▶ **Job**
Could you give the entries again, starting with the first line and going on through the line with "column 490, row 345", swapping "tan rock" for "beige rock" and keeping everything else the same?

▶ **Source data**
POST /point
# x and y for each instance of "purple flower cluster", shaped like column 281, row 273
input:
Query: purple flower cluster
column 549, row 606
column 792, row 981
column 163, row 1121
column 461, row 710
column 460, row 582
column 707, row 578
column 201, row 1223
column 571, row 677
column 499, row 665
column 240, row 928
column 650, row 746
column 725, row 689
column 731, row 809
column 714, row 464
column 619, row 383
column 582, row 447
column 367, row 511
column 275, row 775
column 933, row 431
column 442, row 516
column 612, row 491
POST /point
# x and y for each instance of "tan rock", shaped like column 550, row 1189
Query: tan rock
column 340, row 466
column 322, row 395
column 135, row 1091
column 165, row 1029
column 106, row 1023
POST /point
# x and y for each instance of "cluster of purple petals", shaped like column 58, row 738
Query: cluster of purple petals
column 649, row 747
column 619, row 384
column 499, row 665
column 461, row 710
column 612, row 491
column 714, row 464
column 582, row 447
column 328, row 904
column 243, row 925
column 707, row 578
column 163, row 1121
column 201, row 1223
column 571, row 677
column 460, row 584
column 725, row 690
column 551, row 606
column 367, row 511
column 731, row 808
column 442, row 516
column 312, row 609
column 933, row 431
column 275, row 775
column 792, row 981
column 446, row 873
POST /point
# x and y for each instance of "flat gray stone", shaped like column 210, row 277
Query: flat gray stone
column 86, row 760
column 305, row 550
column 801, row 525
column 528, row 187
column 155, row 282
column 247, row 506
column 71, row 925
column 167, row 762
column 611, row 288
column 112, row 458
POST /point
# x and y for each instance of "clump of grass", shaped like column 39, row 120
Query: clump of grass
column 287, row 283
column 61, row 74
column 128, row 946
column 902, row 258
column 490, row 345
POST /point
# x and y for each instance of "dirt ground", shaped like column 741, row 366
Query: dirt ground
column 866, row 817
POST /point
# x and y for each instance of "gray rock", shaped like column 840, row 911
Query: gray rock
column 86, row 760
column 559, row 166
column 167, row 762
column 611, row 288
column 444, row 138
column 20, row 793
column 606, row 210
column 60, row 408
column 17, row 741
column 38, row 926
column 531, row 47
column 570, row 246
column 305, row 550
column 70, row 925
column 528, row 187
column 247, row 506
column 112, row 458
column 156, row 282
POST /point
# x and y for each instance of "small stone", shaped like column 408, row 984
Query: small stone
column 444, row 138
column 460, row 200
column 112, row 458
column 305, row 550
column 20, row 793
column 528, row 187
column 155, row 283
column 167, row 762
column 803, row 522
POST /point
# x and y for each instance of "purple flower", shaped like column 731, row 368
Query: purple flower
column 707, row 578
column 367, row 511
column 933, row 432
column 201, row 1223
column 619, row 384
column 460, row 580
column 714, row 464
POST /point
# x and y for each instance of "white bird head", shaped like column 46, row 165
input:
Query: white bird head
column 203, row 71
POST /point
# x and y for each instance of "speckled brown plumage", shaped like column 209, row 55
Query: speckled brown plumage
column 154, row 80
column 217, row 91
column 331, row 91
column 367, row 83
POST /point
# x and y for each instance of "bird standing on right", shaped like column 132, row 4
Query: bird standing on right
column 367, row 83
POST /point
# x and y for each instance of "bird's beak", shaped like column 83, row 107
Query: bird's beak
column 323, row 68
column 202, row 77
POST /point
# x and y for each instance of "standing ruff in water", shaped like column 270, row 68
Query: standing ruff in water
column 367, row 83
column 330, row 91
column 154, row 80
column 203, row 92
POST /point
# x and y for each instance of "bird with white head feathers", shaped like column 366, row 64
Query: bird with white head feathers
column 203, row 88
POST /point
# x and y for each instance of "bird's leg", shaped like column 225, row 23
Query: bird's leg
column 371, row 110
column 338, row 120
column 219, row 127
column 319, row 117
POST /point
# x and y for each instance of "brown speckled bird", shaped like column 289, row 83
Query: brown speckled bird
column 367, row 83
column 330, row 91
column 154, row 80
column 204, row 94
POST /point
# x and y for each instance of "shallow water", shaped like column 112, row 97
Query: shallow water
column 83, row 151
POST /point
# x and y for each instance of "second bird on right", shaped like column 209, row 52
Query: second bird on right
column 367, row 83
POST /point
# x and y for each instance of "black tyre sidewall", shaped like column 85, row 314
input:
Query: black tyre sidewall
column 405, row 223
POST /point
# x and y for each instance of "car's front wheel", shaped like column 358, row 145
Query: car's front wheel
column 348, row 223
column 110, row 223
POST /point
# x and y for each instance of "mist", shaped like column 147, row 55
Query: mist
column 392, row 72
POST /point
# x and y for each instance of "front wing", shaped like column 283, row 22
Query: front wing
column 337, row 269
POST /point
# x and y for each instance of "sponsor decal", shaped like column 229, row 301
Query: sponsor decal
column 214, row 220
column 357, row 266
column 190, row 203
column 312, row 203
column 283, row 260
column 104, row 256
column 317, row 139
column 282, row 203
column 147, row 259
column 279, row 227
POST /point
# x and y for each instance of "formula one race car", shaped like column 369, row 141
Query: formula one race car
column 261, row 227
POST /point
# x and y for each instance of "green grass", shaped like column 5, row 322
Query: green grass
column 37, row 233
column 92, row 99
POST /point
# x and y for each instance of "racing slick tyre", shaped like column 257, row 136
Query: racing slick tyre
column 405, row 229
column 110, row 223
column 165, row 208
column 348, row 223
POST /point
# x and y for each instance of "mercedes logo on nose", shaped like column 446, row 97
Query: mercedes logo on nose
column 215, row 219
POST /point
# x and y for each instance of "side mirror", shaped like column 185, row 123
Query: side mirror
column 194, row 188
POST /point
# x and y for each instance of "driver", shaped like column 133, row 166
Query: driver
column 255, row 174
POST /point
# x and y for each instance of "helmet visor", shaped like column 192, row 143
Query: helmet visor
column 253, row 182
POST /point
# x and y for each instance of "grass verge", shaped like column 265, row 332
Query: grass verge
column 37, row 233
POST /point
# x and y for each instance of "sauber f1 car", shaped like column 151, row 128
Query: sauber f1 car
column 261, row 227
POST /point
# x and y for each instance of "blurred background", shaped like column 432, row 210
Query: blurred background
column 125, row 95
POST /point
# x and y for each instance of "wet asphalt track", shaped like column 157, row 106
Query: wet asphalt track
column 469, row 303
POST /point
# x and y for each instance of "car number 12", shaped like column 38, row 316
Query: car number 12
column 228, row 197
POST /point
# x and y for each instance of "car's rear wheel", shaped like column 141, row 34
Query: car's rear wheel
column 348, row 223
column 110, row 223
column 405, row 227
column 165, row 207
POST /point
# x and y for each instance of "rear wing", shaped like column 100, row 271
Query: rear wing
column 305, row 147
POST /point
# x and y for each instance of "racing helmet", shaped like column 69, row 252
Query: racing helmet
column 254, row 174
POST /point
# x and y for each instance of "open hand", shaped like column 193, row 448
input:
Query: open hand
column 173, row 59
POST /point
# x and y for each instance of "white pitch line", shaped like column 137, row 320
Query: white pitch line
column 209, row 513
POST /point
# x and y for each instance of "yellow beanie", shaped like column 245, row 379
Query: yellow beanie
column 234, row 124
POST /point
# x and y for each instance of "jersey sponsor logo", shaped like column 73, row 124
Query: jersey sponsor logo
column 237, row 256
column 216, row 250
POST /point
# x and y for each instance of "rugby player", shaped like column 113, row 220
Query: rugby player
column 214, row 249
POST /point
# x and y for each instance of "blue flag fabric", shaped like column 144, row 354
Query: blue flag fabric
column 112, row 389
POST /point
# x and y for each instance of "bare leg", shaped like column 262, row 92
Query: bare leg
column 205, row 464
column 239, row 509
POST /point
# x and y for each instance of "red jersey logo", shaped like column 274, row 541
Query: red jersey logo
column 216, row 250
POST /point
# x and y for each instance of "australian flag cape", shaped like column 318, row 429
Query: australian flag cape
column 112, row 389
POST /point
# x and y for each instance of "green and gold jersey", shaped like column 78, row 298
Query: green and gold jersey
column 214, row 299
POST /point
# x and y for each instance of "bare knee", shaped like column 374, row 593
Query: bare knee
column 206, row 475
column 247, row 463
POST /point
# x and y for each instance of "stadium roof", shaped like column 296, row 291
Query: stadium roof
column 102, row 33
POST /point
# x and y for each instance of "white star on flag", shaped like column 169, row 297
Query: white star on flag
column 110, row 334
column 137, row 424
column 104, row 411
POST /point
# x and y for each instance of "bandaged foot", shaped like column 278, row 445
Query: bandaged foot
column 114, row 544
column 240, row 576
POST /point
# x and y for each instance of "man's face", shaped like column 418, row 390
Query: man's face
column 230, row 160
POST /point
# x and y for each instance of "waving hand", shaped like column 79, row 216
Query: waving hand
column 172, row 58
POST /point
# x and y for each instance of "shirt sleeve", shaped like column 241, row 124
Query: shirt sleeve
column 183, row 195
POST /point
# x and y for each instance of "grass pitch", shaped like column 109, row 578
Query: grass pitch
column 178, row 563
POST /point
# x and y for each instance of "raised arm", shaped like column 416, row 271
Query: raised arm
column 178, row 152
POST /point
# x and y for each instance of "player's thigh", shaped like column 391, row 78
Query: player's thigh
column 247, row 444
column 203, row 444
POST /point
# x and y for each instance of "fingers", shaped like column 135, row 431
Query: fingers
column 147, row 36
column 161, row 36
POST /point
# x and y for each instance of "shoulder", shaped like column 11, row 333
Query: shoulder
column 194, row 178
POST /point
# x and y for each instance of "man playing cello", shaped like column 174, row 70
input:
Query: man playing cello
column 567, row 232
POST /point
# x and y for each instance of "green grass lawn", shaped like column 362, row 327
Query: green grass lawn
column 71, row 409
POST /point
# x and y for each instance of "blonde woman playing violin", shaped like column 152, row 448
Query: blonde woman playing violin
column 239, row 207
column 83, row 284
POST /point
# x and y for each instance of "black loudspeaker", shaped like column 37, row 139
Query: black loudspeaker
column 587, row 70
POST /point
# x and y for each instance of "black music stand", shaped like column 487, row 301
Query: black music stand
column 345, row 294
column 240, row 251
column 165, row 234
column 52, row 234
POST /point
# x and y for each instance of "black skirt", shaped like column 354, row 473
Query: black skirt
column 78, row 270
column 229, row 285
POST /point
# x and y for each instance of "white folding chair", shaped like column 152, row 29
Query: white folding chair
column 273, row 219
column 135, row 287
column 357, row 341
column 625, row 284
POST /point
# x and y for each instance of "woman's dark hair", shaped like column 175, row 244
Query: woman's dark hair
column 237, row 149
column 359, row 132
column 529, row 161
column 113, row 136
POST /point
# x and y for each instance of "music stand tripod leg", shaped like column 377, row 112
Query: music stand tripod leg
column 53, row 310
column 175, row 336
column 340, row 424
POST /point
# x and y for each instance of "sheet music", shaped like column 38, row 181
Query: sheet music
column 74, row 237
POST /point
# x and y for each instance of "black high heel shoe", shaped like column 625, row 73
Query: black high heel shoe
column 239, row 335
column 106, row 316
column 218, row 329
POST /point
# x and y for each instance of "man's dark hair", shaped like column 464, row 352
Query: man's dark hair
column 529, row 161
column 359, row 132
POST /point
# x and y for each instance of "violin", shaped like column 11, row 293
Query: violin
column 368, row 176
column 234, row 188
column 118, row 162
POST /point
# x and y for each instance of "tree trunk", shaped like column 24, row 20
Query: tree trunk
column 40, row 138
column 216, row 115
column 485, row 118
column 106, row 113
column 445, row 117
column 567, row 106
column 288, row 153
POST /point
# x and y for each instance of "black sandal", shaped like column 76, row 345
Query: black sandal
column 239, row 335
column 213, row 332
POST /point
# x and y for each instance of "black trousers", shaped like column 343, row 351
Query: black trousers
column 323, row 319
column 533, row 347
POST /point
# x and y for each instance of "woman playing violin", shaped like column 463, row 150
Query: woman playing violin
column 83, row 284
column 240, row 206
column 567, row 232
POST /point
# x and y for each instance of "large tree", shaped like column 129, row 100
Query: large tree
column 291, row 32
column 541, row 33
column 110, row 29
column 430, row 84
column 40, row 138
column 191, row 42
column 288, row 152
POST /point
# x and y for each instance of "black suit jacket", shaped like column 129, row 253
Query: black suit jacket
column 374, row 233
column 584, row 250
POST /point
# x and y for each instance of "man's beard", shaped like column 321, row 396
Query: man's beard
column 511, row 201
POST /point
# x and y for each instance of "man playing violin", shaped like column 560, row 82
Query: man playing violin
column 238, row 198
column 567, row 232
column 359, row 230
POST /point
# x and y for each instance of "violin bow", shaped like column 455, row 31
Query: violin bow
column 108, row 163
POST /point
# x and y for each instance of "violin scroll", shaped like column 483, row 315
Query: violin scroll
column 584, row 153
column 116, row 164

▶ **Full solution**
POST /point
# x and y for each instance of "purple flower cluster", shaped like column 281, row 273
input:
Query: purple flower cluster
column 549, row 606
column 792, row 981
column 163, row 1121
column 461, row 710
column 460, row 582
column 707, row 578
column 201, row 1223
column 571, row 677
column 499, row 665
column 240, row 928
column 650, row 746
column 725, row 689
column 731, row 809
column 714, row 464
column 619, row 383
column 582, row 447
column 367, row 511
column 275, row 775
column 933, row 431
column 442, row 516
column 612, row 491
POST /point
# x and y for each instance of "beige rock", shaped like column 550, row 1189
Query: beige rock
column 340, row 466
column 322, row 395
column 135, row 1091
column 165, row 1029
column 106, row 1023
POST /point
# x and y for each instance of "cluster of purple petals", shaped like column 58, row 738
Query: cluster of purple petals
column 649, row 747
column 619, row 384
column 499, row 665
column 461, row 710
column 612, row 491
column 714, row 464
column 582, row 447
column 328, row 904
column 243, row 925
column 707, row 578
column 163, row 1121
column 201, row 1223
column 571, row 677
column 460, row 584
column 725, row 690
column 551, row 606
column 367, row 511
column 731, row 808
column 442, row 516
column 312, row 609
column 933, row 431
column 275, row 775
column 792, row 981
column 446, row 873
POST /point
# x and y for each instance of "flat gray stone", shaped like column 210, row 277
Query: flat gray stone
column 86, row 760
column 305, row 550
column 801, row 525
column 528, row 187
column 155, row 282
column 247, row 506
column 71, row 925
column 167, row 762
column 611, row 288
column 112, row 458
POST /point
# x and y for each instance of "clump of grass", shaped like column 39, row 120
Query: clump of grass
column 287, row 283
column 61, row 74
column 128, row 946
column 902, row 258
column 490, row 345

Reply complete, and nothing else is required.